List each line of the records below that includes the word "clicks".

• Data section:
====================

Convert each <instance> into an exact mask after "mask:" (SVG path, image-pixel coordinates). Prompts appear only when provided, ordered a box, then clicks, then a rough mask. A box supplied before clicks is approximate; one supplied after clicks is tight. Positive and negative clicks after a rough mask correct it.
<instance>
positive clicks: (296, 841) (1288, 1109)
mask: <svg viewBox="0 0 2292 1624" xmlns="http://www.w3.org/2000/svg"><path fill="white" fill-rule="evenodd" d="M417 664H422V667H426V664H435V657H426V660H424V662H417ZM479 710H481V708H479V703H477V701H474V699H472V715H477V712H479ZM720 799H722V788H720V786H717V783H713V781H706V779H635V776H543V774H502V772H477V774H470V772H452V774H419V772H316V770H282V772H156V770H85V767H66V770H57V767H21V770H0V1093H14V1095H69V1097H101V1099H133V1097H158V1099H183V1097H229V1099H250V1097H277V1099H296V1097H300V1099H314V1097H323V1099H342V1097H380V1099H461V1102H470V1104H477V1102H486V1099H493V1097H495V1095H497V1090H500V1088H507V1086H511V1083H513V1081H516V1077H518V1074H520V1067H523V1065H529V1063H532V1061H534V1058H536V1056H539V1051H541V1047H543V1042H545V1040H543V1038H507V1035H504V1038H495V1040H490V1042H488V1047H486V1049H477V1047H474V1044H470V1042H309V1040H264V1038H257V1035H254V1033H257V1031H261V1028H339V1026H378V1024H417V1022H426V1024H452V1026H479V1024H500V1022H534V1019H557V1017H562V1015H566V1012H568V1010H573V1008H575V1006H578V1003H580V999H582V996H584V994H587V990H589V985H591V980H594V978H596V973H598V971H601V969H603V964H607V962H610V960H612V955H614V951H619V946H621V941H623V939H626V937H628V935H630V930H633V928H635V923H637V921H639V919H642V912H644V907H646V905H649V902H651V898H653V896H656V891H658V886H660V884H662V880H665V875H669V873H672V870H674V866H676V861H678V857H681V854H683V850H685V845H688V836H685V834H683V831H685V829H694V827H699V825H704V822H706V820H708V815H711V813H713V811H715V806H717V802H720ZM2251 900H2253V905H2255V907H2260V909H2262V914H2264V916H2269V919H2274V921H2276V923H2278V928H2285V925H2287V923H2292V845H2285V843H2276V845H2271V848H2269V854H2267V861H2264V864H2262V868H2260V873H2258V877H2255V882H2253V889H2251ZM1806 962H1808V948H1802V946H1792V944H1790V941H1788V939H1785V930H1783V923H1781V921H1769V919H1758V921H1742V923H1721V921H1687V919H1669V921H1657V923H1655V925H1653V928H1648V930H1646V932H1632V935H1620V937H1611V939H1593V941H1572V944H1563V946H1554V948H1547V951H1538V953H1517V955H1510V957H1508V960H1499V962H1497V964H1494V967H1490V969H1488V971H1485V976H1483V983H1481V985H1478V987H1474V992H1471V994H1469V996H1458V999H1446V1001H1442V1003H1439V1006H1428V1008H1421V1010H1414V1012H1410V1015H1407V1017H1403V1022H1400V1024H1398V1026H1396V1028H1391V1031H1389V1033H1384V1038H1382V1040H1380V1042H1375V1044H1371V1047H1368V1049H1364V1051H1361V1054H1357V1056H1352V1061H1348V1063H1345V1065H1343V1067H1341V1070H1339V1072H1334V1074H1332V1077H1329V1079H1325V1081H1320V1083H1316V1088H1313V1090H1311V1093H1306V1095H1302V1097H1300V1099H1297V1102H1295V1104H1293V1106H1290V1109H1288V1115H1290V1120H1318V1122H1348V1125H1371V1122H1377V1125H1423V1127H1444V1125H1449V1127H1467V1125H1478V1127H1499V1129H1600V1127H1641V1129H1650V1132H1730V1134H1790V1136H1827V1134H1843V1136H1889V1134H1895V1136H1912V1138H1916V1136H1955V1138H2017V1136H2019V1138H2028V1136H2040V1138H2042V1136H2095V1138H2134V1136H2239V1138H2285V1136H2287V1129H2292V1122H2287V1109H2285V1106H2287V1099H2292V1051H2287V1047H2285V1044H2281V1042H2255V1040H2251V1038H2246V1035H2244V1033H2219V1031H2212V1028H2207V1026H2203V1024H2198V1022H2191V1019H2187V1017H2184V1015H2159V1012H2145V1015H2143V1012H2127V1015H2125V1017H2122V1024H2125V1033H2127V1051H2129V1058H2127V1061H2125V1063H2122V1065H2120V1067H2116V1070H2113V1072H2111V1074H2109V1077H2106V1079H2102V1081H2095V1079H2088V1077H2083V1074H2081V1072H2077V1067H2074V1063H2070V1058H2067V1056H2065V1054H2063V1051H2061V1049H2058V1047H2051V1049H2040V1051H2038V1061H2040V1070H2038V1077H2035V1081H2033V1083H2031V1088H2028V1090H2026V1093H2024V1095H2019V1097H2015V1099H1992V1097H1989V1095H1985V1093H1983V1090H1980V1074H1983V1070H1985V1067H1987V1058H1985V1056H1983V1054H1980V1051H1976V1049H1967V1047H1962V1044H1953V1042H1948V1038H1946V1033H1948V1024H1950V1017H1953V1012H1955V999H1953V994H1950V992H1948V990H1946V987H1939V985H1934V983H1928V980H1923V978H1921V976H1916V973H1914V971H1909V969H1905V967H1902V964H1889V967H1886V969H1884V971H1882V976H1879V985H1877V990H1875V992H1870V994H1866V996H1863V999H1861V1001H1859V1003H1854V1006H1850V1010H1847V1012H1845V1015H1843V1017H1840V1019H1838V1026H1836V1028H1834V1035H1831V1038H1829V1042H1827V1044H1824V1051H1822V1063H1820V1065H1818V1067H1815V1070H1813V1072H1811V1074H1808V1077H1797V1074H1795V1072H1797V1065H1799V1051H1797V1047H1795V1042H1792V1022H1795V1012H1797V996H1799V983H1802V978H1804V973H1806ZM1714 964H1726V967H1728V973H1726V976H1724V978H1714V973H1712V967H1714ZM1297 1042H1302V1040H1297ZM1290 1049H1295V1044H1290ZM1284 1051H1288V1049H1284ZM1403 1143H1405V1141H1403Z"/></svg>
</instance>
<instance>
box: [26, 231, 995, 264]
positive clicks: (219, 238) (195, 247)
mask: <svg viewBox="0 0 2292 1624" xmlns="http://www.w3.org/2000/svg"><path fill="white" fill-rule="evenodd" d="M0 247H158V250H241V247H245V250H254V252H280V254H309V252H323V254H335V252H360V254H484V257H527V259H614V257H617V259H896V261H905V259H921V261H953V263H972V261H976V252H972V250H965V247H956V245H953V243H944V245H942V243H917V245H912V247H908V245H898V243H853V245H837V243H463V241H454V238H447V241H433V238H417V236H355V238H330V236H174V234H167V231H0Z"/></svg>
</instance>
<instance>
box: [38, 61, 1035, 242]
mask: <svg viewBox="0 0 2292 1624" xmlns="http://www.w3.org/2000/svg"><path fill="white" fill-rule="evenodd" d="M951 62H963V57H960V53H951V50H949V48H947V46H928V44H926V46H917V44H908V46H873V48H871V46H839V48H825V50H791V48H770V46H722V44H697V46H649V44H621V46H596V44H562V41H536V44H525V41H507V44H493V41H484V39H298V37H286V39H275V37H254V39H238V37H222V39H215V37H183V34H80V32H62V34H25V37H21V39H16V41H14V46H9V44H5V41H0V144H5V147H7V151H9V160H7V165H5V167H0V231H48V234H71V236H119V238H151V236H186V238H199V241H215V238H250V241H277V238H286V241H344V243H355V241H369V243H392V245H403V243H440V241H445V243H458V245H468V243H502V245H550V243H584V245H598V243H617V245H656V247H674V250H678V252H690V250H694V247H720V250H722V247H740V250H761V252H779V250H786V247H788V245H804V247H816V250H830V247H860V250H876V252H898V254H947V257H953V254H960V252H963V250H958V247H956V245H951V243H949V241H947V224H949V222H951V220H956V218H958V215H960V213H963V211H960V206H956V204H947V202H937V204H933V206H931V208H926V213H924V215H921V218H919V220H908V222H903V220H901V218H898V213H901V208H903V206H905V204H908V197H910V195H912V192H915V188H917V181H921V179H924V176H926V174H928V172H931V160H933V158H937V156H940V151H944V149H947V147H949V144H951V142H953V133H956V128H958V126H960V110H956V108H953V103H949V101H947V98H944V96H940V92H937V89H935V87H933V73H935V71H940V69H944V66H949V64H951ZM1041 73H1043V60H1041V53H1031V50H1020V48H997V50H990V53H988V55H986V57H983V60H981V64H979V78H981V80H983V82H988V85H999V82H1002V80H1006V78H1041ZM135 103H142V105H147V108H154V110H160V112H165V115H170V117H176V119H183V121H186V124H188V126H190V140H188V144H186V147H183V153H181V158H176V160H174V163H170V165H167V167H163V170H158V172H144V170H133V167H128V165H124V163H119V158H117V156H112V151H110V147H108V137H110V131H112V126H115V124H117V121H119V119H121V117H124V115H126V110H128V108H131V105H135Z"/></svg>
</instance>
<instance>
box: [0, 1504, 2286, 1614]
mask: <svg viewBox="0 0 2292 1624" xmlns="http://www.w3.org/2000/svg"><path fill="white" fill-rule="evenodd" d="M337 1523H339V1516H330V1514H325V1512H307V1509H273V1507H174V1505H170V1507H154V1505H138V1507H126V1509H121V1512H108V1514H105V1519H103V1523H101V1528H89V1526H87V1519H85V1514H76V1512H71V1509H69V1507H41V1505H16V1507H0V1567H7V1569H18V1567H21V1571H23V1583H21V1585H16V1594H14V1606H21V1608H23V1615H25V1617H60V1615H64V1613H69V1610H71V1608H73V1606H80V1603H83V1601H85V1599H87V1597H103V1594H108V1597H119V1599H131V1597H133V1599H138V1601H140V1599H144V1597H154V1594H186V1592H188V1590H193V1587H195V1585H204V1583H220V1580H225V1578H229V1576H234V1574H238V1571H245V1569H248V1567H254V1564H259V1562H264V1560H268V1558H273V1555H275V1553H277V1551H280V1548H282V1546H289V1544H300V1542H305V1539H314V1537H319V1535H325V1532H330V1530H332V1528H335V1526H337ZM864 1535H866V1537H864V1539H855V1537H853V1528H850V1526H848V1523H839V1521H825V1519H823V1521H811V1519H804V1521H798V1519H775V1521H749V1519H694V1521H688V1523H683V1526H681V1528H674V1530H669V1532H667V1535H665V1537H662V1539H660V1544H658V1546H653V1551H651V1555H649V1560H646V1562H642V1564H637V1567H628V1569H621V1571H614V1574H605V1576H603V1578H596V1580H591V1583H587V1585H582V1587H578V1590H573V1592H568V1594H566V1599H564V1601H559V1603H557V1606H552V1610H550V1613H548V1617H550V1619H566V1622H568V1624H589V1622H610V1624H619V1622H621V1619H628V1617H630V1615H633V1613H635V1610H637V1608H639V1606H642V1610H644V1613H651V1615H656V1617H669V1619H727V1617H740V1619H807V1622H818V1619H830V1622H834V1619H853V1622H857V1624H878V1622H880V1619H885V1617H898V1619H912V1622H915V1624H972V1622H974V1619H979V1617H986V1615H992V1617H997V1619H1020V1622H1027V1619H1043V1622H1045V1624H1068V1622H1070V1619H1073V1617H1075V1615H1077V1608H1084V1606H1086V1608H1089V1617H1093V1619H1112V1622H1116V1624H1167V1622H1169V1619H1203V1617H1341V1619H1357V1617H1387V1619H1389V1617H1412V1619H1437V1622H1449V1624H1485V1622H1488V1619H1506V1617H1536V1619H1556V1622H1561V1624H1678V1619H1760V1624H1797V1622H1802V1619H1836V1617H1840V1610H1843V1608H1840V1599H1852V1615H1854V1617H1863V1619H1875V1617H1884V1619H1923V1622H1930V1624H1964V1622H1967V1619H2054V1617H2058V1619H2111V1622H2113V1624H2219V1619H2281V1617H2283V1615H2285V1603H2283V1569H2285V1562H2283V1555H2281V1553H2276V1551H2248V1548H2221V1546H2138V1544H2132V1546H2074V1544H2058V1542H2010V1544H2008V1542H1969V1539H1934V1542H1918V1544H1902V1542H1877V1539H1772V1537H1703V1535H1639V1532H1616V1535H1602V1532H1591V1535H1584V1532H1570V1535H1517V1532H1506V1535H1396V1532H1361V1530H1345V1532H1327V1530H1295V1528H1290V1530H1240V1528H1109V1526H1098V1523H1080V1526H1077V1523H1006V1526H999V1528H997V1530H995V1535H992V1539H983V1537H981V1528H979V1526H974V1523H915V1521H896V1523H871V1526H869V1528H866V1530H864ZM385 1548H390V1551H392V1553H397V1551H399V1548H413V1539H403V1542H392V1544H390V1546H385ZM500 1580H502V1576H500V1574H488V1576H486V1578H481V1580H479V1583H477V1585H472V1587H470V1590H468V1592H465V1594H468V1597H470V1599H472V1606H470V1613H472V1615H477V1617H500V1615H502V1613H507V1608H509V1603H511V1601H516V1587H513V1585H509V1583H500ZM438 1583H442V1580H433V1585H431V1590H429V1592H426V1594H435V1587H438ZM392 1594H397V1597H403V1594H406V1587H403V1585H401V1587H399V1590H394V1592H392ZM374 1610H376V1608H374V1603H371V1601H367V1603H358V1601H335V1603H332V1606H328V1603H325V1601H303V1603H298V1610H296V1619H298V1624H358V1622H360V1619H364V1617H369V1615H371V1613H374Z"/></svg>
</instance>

====================

• Answer section:
Convert each <instance> into an exact mask after "mask:" (SVG path, image-pixel coordinates). Prompts appear only when provided, ordered a box, then clicks, then a rough mask. A box supplied before clicks is approximate; one supplied after clicks is tight. Positive and negative clicks after a rough mask correct it.
positive clicks: (296, 841) (1288, 1109)
positive clicks: (219, 238) (195, 247)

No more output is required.